■ **Task to carry out**
The records below need retyping in full; give them again exactly.
[START Supplied material]
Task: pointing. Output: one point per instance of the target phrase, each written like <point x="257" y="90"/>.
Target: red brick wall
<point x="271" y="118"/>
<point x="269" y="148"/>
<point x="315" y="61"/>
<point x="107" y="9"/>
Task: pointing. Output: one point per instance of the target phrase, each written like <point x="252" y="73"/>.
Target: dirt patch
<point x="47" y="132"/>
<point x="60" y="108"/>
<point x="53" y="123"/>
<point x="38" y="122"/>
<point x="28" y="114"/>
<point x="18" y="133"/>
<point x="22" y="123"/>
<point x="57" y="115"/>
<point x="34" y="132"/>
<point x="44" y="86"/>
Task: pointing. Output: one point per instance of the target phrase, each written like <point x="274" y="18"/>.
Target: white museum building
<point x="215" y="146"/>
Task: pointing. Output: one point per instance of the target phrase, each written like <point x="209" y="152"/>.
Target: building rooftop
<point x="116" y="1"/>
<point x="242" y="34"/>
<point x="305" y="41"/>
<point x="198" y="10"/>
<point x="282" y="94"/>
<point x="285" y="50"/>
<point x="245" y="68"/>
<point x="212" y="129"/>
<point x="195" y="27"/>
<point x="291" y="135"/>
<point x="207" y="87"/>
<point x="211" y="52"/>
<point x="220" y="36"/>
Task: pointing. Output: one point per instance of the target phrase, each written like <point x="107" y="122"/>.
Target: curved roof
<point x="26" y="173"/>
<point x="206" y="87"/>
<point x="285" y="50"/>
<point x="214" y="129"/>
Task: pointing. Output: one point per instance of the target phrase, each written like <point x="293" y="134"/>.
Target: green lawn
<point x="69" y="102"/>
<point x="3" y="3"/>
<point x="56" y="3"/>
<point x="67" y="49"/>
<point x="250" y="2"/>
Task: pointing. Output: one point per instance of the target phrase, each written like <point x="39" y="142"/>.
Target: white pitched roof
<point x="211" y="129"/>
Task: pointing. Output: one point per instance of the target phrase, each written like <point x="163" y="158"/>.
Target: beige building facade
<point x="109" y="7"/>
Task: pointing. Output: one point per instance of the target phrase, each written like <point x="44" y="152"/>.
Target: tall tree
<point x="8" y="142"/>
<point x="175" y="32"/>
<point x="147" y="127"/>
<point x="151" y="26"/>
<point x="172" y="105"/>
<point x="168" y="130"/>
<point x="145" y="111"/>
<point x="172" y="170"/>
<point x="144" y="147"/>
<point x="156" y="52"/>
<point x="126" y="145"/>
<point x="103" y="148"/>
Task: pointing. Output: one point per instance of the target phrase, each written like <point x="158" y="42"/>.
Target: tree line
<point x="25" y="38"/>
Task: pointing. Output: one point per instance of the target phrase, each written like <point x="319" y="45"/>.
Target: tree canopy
[END Supplied material]
■ **Result below**
Task: pointing. Output: one point per instance of the target phrase, each written like <point x="257" y="90"/>.
Target: red brick wall
<point x="271" y="118"/>
<point x="269" y="148"/>
<point x="315" y="61"/>
<point x="107" y="9"/>
Task: pointing. Output: one point per instance of the target phrase, each written like <point x="252" y="73"/>.
Target: dirt patch
<point x="47" y="132"/>
<point x="60" y="108"/>
<point x="53" y="123"/>
<point x="38" y="122"/>
<point x="28" y="114"/>
<point x="18" y="133"/>
<point x="22" y="123"/>
<point x="57" y="115"/>
<point x="34" y="132"/>
<point x="44" y="86"/>
Task: pointing. Output: one point per instance of the target phrase, each written like <point x="274" y="18"/>.
Target: white museum building
<point x="215" y="146"/>
Task: pointing. Output: one point per instance of the target phrase, each written like <point x="209" y="152"/>.
Target: building rooftop
<point x="116" y="1"/>
<point x="242" y="34"/>
<point x="305" y="41"/>
<point x="198" y="10"/>
<point x="282" y="94"/>
<point x="285" y="50"/>
<point x="245" y="68"/>
<point x="212" y="129"/>
<point x="195" y="27"/>
<point x="291" y="135"/>
<point x="207" y="87"/>
<point x="211" y="52"/>
<point x="220" y="36"/>
Task: pointing. Output: one point per instance of the target phrase, each written like <point x="107" y="122"/>.
Target: curved roof
<point x="26" y="173"/>
<point x="206" y="87"/>
<point x="285" y="50"/>
<point x="214" y="129"/>
Task: pointing. Output: one point per instance of the target phrase, each written like <point x="293" y="134"/>.
Target: green lawn
<point x="69" y="102"/>
<point x="3" y="3"/>
<point x="56" y="3"/>
<point x="67" y="49"/>
<point x="250" y="2"/>
Task: pointing. Output: one point per instance of the target phrase, each written like <point x="39" y="142"/>.
Target: white pitched roof
<point x="211" y="129"/>
Task: pointing. Output: one point per instance of the target phrase, each written like <point x="163" y="158"/>.
Target: beige building facade
<point x="109" y="7"/>
Task: pointing. Output: one point per instance of the target phrase, each written like <point x="44" y="152"/>.
Target: tall tree
<point x="8" y="142"/>
<point x="175" y="32"/>
<point x="147" y="127"/>
<point x="151" y="26"/>
<point x="172" y="105"/>
<point x="168" y="130"/>
<point x="145" y="111"/>
<point x="172" y="170"/>
<point x="144" y="147"/>
<point x="156" y="52"/>
<point x="126" y="145"/>
<point x="103" y="148"/>
Task: pointing. Output: one point per instance of the target phrase, each written like <point x="158" y="42"/>.
Target: tree line
<point x="25" y="38"/>
Task: pointing. Output: one point per instance of the target phrase, each written like <point x="319" y="45"/>.
Target: tree canopy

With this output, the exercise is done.